[Coordinate labeling data]
------------------------------
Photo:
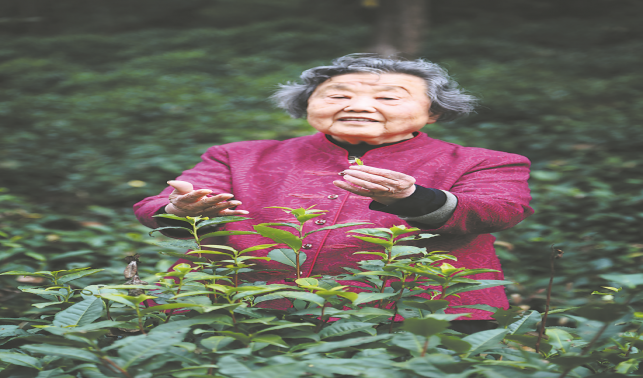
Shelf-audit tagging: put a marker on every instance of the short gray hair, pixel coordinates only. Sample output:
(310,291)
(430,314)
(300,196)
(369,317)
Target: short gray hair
(446,98)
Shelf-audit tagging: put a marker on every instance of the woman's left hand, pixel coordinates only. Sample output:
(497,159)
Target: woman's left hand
(382,185)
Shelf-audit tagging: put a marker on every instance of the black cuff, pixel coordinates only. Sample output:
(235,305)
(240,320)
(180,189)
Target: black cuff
(423,201)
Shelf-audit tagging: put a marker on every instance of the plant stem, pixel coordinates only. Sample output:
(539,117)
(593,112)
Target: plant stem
(297,264)
(390,329)
(425,347)
(113,364)
(178,291)
(321,320)
(234,321)
(555,254)
(588,347)
(140,323)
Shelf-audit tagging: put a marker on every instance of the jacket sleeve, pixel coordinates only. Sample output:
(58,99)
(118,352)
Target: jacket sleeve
(213,172)
(492,195)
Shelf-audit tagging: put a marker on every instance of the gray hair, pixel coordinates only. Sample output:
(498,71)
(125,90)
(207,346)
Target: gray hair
(446,98)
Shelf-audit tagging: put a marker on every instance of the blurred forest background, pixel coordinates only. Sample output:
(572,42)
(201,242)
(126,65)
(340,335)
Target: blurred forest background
------------------------------
Reproduce the records above exactly, starting with the line that contains "of the woman's" and ending with the last line.

Shelf-audit tagging: put a marker on every instance of the woman's left hand, pixel coordinates only. Sample output:
(497,159)
Target: woman's left hand
(382,185)
Shelf-audit tagging: put a marker on every instance of the black cuff, pixel coordinates only. Sample output:
(235,305)
(240,320)
(180,189)
Target: black cuff
(423,201)
Shelf-audit tagging: put a marker on every instance of the plant stem, pixel coordinates only. Sample output:
(539,117)
(593,112)
Target: plant stem
(297,264)
(390,329)
(425,347)
(113,364)
(178,291)
(321,320)
(234,321)
(555,254)
(588,347)
(140,323)
Shelf-audit tagging: put a marker on every instance of the jacket sleeve, pixel coordinates only. Sample output:
(58,99)
(118,352)
Target: jacket sleeve
(213,172)
(492,195)
Shelf-audit tagging: put a marker on every instance of the gray hair, pixel coordinates only. Sample output:
(498,71)
(125,90)
(207,346)
Target: gray hair
(446,98)
Shelf-audit tagging: put a marker on every instance of the blurred forest background, pixel coordinates only. Sample output:
(572,42)
(201,242)
(126,65)
(340,335)
Target: blurred forest background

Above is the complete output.